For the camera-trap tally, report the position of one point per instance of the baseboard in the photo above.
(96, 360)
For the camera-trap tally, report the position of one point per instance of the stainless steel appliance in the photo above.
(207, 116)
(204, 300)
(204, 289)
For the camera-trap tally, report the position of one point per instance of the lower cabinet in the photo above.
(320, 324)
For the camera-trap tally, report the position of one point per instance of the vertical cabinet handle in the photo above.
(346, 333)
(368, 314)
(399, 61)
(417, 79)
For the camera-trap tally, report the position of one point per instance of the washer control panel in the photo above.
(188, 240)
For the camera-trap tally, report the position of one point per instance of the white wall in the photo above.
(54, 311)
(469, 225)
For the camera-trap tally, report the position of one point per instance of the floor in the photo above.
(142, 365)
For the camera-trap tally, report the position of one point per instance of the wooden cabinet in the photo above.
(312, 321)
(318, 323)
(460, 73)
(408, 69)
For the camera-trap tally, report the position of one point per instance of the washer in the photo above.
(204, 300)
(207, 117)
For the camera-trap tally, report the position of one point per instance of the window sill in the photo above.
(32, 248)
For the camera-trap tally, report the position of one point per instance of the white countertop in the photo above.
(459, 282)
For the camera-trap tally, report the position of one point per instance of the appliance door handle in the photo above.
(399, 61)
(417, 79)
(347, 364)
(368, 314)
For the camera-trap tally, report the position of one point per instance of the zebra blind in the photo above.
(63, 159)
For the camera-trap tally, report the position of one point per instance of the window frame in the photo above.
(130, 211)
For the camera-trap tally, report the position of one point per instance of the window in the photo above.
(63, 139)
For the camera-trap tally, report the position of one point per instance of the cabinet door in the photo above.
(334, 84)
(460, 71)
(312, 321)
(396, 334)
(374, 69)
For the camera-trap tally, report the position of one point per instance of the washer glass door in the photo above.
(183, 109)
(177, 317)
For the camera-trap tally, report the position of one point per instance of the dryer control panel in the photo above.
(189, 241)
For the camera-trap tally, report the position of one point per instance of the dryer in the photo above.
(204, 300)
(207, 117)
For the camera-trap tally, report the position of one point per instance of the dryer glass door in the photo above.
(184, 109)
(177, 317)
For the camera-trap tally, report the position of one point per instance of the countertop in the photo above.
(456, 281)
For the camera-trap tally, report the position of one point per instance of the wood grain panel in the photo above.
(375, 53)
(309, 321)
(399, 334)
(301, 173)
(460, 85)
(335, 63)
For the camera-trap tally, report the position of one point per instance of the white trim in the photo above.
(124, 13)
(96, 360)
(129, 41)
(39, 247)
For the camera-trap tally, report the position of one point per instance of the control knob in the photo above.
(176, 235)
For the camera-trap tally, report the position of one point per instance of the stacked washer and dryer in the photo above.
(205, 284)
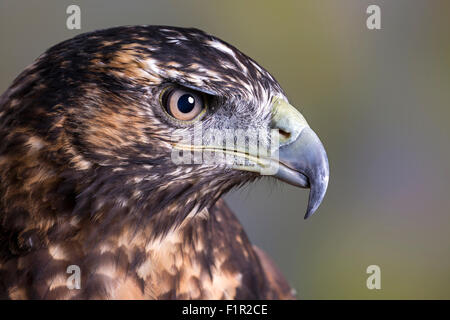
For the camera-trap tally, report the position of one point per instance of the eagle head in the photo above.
(131, 122)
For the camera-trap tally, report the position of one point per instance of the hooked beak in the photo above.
(302, 160)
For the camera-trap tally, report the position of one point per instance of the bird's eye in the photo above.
(183, 104)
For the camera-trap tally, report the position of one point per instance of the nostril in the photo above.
(284, 134)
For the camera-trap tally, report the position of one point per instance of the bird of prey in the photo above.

SHORT EXERCISE — Render every one of the rows above as a numbered list, omitting any blank lines. Leave the pictures out of your answer.

OUTPUT OF THE TASK —
1. For the camera-trap tally, report the position of one point per instance of the baseboard in the photo above.
2. (96, 360)
3. For the camera-trap tally, report the position of one point per instance of the stainless steel appliance in the photo above.
4. (207, 116)
5. (204, 300)
6. (204, 289)
7. For the camera-trap tally, report the position of one point per instance of the lower cabinet in the photo above.
8. (320, 324)
9. For the camera-trap tally, report the position of one point per instance of the vertical cabinet handle in the photo above.
10. (346, 333)
11. (368, 314)
12. (399, 61)
13. (417, 79)
14. For the camera-trap tally, report the position of one point per instance of the washer control panel in the photo above.
15. (188, 240)
16. For the camera-trap tally, report the position of one point per instance of the white wall in the photo above.
17. (54, 311)
18. (469, 225)
19. For the camera-trap tally, report the position of one point per instance of the floor in the photo above.
20. (142, 365)
21. For the camera-trap tally, report the position of one point per instance of the wooden cabinet in the photo above.
22. (312, 321)
23. (318, 323)
24. (460, 73)
25. (408, 69)
26. For the camera-trap tally, report the position of one point per instance of the washer in the photo above.
27. (204, 300)
28. (207, 117)
29. For the camera-trap tally, report the position of one point per instance of the window sill in the photo above.
30. (32, 248)
31. For the camera-trap tally, report the position of one point per instance of the white countertop in the photo above.
32. (459, 282)
33. For the camera-trap tally, report the position of one point per instance of the appliance door handle in the photo above.
34. (399, 61)
35. (417, 79)
36. (347, 364)
37. (368, 314)
38. For the camera-trap tally, report the position of one point per instance of the zebra blind in the photo above.
39. (63, 159)
40. For the camera-trap tally, report the position of one point per instance of the window frame in the photo above.
41. (130, 211)
42. For the camera-trap tally, report the position of one point per instance of the window in the photo above.
43. (63, 139)
44. For the camera-trap tally, report the position of one point per instance of the cabinet door in the photo above.
45. (334, 84)
46. (460, 71)
47. (312, 321)
48. (396, 334)
49. (374, 69)
50. For the camera-trap tally, report the position of one point per instance of the washer glass door in the photo above.
51. (183, 109)
52. (177, 317)
53. For the camera-trap tally, report the position of one point per instance of the dryer control panel in the photo above.
54. (189, 241)
55. For the camera-trap tally, report the position of one point per instance of the dryer in the photo above.
56. (204, 300)
57. (207, 117)
58. For the camera-trap tally, report the position of one point per instance of the dryer glass door in the photo above.
59. (184, 109)
60. (177, 317)
61. For the camera-trap tally, report the position of one point per instance of the countertop in the photo above.
62. (456, 281)
63. For the camera-trap tally, report the position of one point per instance of the wood grain panel in the photo above.
64. (375, 53)
65. (309, 321)
66. (399, 334)
67. (301, 173)
68. (460, 85)
69. (335, 63)
70. For the camera-trap tally, report the position of one point per instance of the white trim in the photo above.
71. (124, 13)
72. (96, 360)
73. (129, 41)
74. (39, 247)
75. For the camera-trap tally, report the position of one point per instance of the control knob in the photo above.
76. (176, 235)
77. For the camera-trap tally, report the position of one point per instance of the stacked washer and dryer in the photo above.
78. (205, 284)
79. For the camera-trap tally, report the position of one point per instance of the eagle head in the photo above.
80. (131, 122)
81. For the camera-trap tally, report the position of one point per instance of the hooked beak in the photo above.
82. (302, 160)
83. For the camera-trap tally, report the position of one point per instance of the bird's eye in the photo above.
84. (183, 104)
85. For the camera-trap tally, report the position of one point per instance of the nostril in the photo above.
86. (284, 134)
87. For the camera-trap tally, report the position of one point per instance of the bird of prey in the photo above.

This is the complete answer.